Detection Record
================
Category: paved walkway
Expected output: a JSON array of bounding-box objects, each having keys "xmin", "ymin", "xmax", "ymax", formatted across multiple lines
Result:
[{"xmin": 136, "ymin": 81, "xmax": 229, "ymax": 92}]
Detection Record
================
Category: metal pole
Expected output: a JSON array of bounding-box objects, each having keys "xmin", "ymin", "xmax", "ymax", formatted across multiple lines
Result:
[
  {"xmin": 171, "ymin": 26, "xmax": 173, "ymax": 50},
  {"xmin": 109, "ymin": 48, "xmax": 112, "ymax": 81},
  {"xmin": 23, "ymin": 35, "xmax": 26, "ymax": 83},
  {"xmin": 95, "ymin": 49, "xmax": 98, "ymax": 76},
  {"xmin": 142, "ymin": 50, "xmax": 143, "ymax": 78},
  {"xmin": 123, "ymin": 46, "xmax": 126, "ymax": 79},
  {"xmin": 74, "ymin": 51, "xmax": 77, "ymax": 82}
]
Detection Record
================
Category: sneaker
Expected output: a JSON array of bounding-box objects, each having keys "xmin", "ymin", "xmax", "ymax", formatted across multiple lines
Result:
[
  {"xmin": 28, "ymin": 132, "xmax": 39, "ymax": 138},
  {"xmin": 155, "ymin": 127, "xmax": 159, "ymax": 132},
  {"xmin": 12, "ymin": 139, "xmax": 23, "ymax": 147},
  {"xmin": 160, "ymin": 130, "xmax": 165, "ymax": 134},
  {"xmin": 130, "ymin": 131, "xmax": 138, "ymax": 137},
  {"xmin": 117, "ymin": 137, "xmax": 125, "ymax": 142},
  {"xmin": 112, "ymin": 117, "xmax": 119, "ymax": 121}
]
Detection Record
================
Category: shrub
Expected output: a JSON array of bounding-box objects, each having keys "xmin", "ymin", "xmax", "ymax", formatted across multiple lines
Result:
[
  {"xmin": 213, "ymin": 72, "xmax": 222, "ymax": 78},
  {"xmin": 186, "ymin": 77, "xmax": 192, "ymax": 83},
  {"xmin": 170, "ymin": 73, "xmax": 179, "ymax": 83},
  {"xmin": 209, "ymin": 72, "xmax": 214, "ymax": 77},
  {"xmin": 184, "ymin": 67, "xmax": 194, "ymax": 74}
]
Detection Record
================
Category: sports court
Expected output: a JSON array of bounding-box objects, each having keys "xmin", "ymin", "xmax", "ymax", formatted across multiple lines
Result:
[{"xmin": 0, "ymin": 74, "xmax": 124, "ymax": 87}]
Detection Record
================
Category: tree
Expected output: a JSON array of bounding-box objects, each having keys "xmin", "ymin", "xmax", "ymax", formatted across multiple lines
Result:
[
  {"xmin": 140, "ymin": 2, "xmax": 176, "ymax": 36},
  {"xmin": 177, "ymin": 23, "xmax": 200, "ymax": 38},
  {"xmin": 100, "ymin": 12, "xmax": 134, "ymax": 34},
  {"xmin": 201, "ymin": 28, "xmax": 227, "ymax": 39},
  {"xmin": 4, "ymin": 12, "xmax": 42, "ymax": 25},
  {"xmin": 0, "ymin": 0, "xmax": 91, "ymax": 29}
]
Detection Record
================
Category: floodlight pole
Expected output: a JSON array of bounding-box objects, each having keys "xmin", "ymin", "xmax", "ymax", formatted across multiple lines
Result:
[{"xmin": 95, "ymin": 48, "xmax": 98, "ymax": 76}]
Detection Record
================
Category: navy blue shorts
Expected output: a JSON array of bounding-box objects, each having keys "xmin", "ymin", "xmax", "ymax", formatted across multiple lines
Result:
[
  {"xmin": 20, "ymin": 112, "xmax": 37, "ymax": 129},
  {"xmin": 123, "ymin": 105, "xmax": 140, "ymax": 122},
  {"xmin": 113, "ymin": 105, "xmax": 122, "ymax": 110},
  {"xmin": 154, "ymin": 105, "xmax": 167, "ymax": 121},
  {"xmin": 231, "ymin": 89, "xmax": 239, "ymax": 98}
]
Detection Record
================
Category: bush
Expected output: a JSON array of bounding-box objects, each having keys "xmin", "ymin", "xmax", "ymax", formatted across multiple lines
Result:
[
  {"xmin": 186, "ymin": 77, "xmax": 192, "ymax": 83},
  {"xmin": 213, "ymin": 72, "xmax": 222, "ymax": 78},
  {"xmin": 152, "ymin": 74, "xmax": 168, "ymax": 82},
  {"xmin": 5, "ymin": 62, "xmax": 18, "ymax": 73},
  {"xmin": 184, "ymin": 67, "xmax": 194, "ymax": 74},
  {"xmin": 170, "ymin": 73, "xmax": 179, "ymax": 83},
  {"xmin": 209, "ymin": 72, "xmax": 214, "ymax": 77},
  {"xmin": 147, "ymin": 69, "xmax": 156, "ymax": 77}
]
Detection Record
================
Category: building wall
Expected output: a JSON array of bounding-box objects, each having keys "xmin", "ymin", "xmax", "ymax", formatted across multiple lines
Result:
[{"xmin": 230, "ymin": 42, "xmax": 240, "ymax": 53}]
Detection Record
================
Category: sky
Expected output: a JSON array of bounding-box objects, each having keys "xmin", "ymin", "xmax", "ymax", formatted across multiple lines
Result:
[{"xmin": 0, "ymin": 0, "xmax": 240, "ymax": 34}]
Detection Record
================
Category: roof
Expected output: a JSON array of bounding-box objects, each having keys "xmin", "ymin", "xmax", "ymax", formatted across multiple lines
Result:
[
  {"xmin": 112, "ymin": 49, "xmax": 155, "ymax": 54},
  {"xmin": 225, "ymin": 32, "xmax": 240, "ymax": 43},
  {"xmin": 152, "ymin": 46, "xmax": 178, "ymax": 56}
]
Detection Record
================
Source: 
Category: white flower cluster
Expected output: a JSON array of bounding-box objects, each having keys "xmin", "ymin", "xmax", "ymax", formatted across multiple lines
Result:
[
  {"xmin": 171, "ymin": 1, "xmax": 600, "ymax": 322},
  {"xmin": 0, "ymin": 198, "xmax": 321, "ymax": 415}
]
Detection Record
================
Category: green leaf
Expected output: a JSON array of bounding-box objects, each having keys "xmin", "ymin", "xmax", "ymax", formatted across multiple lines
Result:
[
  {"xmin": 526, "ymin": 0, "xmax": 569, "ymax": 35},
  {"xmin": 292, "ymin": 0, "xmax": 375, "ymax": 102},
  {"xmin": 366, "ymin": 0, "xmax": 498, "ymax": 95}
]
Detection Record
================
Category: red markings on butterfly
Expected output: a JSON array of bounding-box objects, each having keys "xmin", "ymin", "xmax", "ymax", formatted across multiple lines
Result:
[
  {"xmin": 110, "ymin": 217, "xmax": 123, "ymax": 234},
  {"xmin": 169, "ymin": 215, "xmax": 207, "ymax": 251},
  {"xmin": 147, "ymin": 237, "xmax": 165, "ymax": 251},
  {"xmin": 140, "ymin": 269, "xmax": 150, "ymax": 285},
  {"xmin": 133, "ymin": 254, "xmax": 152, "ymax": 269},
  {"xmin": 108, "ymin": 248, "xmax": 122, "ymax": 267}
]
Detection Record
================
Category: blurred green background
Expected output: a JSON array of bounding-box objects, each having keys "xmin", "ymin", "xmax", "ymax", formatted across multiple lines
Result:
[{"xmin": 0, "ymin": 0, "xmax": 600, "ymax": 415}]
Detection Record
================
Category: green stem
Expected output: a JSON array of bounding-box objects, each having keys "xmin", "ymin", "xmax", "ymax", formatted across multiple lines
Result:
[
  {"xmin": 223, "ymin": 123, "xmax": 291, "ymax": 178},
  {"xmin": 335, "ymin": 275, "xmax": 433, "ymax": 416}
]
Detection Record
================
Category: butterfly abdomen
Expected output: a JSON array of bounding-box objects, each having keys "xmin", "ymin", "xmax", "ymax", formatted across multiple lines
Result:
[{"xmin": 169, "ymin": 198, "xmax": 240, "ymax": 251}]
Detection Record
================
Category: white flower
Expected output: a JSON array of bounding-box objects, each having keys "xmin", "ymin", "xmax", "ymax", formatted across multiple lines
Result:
::::
Task prompt ::
Please identify each line in the data above that contains the word "white" and copy those lines.

Final answer ::
Category: white flower cluster
Category: white flower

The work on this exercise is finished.